§ WHAT IS BEING ASKED
Reproduce every one of the records below word for word, changing nothing.

§ DATA EXTRACT

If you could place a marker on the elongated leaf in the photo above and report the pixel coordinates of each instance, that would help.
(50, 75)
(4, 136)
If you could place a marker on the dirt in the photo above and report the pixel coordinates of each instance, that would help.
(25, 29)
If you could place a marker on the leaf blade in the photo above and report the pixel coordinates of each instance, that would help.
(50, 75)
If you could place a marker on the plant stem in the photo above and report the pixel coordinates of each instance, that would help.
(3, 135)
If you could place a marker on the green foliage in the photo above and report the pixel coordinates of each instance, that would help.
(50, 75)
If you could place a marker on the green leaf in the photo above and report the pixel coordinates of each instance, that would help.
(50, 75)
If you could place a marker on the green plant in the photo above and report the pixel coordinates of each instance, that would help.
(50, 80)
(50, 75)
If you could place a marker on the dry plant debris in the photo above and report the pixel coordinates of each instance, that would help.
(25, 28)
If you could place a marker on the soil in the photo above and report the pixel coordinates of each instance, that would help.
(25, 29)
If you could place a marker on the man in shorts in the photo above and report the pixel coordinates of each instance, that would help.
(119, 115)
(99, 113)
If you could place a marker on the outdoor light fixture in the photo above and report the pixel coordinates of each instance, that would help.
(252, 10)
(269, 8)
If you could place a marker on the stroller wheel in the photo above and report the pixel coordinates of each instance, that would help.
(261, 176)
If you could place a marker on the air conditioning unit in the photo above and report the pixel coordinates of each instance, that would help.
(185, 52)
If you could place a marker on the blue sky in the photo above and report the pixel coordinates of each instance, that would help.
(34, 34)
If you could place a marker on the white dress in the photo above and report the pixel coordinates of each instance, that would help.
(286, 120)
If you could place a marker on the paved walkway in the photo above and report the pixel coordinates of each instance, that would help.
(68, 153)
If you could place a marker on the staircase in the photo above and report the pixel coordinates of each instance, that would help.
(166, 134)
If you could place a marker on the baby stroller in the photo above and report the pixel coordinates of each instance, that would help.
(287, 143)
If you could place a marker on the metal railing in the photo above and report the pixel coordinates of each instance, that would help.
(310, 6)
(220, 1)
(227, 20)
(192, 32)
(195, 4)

§ RESPONSE TO THIS EXERCISE
If you could place a marker on the elongated leaf in the photo above and report the pixel coordinates of each instance, that would help.
(50, 75)
(4, 136)
If you could place a marker on the dirt in the photo above and report the pixel coordinates of each instance, that would help.
(25, 29)
If you could place a marker on the leaf blade in the photo above and report the pixel coordinates of each instance, that would help.
(50, 75)
If you could place a marker on the plant stem in the photo above and report the pixel coordinates of each instance, that would help.
(3, 135)
If you could place a marker on the green foliage in the photo above and report the pixel coordinates of each instance, that would help.
(50, 75)
If you could place a marker on the green leaf in the photo above and report the pixel coordinates of each instance, that would help.
(50, 75)
If you could place a marker on the green plant in the photo above and report the pixel coordinates of each instance, that would help.
(50, 80)
(50, 75)
If you could place a marker on the dry plant debris in the photo above and report the pixel coordinates of each instance, that would help.
(25, 28)
If you could place a marker on the soil in the photo above and report the pixel coordinates of each instance, that would help.
(25, 29)
If you could place a marker on the man in shorts in the photo above and report the pixel coordinates of each instance, that would help.
(119, 115)
(99, 113)
If you could place a marker on the outdoor light fixture in the photo above and report the pixel coordinates of each instance, that would help.
(252, 10)
(269, 8)
If you could place a marker on the stroller wheel in the photo above and report the pixel coordinates of each instance, that would help.
(261, 176)
If you could place a marker on the air conditioning unit in the photo above and report the pixel coordinates of each instance, that would help.
(185, 52)
If you could place a marker on the blue sky in the photo above and report the pixel coordinates of each instance, that would help.
(34, 34)
If you could place a marker on the white dress in the photo above and report the pixel coordinates of each instance, that would help.
(286, 120)
If you could place a marker on the paved walkway in the photo above and report the pixel coordinates of each instance, that would help.
(68, 153)
If you could place a marker on the staircase in the photo above and report the pixel coordinates of each instance, that would help.
(166, 134)
If you could place a marker on the baby stroller in the photo above and report the pixel coordinates of each instance, that would help.
(287, 143)
If you could place a marker on the metal railing in the photo above and report the pixel coordinates of each instance, that would help.
(310, 6)
(220, 1)
(227, 20)
(192, 32)
(195, 4)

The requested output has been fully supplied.